# START OF Records for the task

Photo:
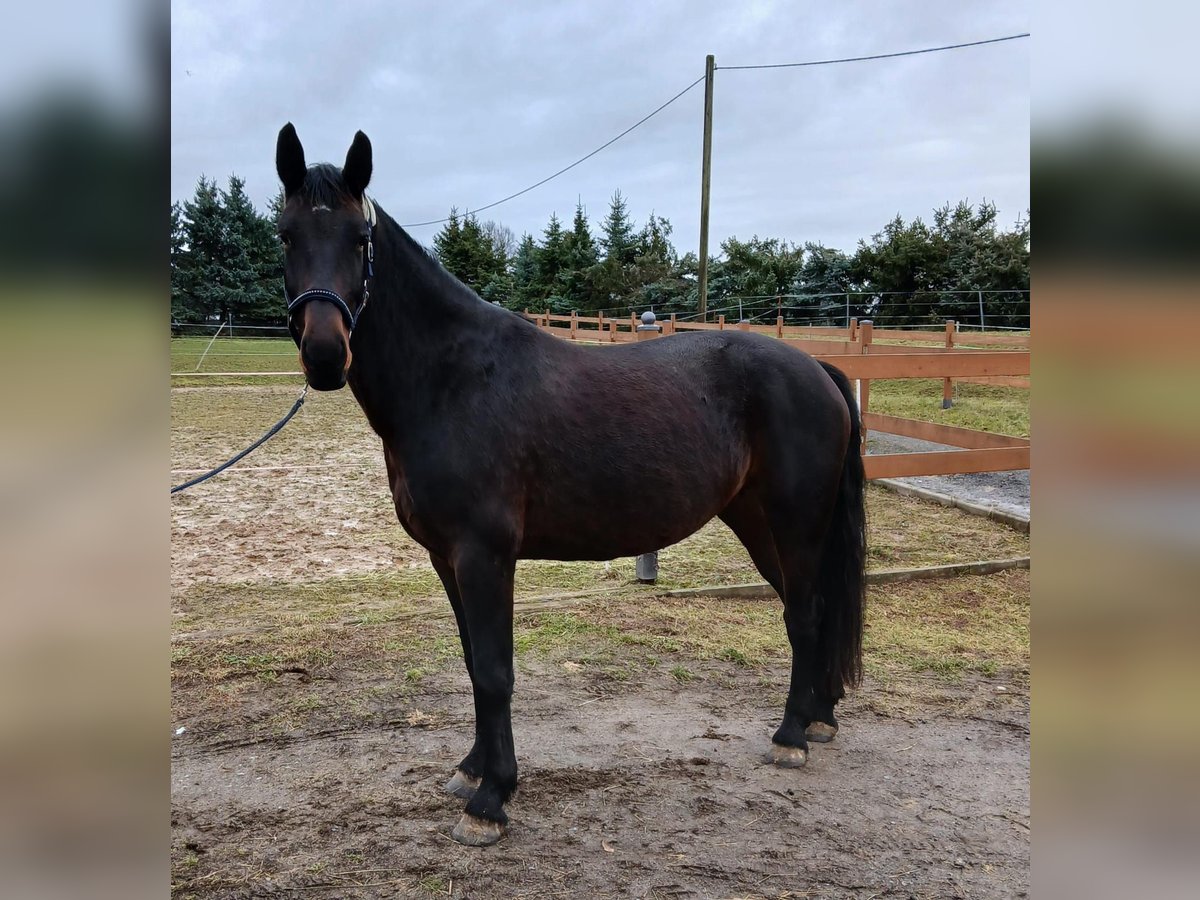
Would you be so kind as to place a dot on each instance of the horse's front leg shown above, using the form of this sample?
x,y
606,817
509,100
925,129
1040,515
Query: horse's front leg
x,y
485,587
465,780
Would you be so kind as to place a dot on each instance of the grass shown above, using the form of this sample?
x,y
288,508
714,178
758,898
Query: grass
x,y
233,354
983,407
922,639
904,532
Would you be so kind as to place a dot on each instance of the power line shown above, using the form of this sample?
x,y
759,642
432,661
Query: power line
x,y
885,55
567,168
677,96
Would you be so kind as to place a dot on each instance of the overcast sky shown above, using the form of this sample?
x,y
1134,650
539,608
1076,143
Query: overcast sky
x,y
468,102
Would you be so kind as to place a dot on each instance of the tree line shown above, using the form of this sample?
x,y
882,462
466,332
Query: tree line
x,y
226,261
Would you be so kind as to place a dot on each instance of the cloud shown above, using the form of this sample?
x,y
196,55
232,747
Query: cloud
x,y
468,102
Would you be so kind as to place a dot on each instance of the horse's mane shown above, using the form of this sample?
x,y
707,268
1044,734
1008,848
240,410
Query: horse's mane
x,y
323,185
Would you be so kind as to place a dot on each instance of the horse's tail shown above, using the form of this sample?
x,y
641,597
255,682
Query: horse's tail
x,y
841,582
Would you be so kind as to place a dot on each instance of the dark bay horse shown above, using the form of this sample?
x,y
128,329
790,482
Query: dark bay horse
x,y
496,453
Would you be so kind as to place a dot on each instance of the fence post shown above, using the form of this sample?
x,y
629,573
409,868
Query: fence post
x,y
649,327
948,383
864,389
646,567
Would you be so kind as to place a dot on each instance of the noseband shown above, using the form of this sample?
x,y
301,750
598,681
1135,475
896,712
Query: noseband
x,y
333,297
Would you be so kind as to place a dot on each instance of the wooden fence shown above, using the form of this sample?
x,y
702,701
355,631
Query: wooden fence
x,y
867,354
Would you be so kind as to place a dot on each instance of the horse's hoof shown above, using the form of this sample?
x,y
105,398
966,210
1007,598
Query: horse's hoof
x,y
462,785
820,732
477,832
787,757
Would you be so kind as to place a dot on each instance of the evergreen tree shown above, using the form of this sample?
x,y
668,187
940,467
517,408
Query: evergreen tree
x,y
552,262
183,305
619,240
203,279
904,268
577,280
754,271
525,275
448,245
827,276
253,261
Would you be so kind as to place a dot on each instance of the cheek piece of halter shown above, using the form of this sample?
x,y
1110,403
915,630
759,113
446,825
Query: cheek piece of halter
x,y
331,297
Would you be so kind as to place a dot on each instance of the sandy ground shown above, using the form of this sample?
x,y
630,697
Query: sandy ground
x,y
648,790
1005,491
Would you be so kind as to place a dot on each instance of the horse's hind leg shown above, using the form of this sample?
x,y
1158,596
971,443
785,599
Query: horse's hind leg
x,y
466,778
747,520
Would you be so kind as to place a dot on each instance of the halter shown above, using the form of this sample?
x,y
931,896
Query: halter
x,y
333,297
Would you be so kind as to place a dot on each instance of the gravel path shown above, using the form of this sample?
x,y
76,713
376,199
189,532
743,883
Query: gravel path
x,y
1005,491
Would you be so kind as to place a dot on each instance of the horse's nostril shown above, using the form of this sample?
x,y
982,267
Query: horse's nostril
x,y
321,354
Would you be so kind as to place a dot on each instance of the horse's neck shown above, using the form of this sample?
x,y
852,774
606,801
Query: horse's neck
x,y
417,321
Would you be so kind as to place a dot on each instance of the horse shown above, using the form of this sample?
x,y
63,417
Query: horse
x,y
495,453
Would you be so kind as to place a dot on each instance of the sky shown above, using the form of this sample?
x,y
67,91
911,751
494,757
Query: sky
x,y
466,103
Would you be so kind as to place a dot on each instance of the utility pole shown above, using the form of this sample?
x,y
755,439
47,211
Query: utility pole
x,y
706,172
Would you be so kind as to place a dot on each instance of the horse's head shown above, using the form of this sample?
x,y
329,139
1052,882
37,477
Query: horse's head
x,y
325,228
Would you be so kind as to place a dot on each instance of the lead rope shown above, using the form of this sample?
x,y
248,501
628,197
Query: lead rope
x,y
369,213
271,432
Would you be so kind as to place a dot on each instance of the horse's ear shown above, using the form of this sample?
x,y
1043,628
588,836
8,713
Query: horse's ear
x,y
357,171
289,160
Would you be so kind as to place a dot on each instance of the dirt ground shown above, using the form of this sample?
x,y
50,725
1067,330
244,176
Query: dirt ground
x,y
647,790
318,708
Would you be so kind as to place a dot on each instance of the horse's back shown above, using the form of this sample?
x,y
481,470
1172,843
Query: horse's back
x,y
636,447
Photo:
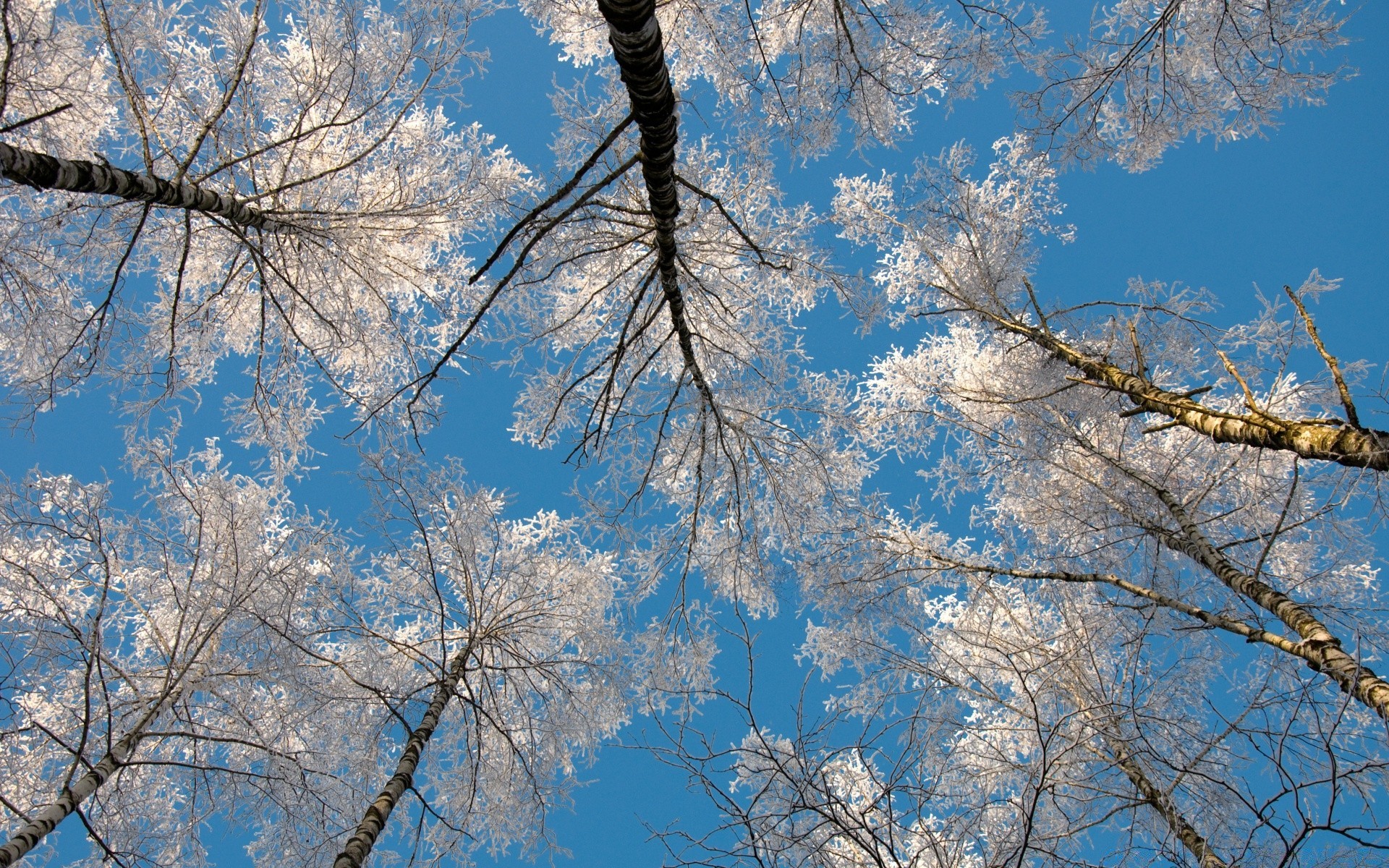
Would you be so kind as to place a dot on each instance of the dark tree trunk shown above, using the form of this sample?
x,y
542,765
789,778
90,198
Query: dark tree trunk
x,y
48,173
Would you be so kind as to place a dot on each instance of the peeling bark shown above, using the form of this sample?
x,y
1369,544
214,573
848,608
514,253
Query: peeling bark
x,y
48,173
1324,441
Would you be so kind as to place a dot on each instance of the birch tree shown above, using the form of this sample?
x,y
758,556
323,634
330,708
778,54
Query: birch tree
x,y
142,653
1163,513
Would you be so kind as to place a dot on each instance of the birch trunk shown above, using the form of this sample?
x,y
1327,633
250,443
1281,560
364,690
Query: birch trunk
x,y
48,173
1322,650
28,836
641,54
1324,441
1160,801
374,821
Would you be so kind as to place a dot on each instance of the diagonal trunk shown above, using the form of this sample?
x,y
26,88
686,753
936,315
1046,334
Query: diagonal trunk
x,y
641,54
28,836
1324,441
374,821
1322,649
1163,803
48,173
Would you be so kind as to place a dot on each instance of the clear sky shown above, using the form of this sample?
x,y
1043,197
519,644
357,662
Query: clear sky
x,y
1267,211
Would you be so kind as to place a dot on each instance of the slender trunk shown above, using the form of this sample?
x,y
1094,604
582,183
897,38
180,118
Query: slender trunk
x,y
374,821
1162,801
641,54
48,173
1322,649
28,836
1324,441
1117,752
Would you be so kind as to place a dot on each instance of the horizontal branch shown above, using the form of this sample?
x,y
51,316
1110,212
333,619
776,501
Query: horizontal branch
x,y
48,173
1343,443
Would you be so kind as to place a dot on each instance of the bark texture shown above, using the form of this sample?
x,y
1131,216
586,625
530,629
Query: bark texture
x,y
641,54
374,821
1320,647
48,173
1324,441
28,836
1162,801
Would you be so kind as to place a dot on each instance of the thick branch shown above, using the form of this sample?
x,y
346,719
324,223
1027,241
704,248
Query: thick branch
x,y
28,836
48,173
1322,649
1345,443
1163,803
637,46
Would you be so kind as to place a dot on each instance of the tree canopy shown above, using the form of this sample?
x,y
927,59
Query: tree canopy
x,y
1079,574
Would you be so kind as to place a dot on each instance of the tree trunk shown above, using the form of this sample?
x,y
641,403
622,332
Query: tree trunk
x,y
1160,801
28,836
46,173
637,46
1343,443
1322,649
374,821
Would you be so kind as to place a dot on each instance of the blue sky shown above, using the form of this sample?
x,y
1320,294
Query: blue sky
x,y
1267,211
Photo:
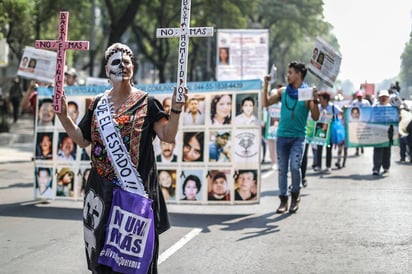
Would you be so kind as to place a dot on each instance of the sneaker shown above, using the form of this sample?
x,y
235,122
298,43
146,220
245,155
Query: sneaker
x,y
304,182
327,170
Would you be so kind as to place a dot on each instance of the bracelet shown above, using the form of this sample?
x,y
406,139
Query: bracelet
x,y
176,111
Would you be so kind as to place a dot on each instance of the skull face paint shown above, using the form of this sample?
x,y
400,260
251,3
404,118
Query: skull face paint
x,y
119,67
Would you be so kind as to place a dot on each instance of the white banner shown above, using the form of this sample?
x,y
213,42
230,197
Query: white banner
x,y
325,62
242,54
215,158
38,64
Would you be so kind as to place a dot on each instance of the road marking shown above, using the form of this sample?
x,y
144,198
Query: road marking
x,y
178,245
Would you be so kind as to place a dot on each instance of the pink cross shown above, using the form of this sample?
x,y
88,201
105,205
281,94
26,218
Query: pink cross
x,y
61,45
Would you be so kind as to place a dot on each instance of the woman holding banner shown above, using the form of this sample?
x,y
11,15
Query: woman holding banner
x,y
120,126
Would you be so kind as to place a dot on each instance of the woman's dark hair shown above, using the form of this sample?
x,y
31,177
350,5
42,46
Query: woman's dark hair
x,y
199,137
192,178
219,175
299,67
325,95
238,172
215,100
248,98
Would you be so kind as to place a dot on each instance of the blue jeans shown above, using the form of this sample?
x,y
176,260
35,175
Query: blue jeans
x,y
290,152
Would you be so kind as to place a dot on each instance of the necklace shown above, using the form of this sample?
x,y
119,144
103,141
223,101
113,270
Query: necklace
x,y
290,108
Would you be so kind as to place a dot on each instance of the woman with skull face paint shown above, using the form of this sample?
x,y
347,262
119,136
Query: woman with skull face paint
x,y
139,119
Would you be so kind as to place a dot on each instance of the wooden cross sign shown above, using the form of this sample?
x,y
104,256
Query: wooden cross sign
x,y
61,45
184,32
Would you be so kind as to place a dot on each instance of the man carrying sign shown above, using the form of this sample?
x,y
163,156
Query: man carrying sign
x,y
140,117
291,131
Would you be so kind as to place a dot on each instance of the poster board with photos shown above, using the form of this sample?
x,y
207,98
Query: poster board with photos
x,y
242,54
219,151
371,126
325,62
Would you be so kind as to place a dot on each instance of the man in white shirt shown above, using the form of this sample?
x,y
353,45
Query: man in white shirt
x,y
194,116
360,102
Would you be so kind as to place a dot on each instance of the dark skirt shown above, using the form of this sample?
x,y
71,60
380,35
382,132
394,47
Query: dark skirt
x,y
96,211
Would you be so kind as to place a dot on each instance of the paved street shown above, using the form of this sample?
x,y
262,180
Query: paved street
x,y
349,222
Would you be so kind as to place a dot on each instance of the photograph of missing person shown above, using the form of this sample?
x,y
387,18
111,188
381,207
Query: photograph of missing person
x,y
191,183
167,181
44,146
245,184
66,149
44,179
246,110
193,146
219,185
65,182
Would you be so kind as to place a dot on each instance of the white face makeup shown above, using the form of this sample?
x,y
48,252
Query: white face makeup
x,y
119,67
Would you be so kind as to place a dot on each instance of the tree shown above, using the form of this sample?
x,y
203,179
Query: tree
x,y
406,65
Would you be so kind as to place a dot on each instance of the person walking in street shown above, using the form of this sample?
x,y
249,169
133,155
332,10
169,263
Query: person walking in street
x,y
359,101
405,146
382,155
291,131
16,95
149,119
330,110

# END OF Records for the task

§ **Exercise directions**
Reproduce verbatim every line of the data, from the line containing "of the person" up to and including the final line of the data.

§ **Exercise answer**
Would you be so kind as to place a dot on each instance of the person walking in street shown above, using the form of this sample?
x,y
249,169
133,155
332,10
169,263
Query: person walking in street
x,y
359,101
405,146
382,155
291,131
16,95
149,119
330,110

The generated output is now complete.